**Rows of box annotation records**
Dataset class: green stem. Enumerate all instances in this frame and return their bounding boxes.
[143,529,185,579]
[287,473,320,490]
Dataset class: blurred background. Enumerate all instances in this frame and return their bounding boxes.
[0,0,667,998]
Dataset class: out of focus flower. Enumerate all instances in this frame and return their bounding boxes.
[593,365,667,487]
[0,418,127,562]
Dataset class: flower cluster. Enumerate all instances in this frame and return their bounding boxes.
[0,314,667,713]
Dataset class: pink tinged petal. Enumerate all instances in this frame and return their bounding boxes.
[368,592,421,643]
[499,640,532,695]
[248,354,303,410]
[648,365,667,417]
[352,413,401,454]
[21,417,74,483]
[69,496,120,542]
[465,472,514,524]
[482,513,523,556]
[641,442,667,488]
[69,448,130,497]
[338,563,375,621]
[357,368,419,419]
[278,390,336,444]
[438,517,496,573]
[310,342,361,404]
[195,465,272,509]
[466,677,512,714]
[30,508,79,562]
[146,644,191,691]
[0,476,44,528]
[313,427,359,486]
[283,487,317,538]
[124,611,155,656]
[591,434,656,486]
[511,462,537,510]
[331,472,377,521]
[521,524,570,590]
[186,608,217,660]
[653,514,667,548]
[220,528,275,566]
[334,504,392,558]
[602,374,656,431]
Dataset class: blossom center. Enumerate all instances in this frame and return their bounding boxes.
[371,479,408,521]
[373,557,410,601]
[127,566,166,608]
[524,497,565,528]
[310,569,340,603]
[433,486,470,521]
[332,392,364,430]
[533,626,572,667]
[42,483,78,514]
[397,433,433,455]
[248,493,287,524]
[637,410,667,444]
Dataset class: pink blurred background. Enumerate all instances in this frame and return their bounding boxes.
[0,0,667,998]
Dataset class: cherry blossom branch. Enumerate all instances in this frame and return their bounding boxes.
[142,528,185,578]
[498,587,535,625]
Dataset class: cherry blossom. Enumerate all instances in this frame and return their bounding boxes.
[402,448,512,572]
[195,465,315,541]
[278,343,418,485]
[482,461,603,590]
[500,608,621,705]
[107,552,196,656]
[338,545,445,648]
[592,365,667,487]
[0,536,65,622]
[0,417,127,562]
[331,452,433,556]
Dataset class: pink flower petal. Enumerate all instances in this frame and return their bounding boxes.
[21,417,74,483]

**REQUEST**
Output the listing, starting with the line containing "Dataset class: pink flower" and going on through the end of the listing, as a two-column CSV with the columns input and output. Give one row for each input and its output, with each value in its own quoted field and any line breaks replaced by spaces.

**ANSWER TO THIS EXERCISE**
input,output
"Dataset class: pink flower petal. Enumerate all instances in this frame and return their bounding boxes.","[21,417,74,483]"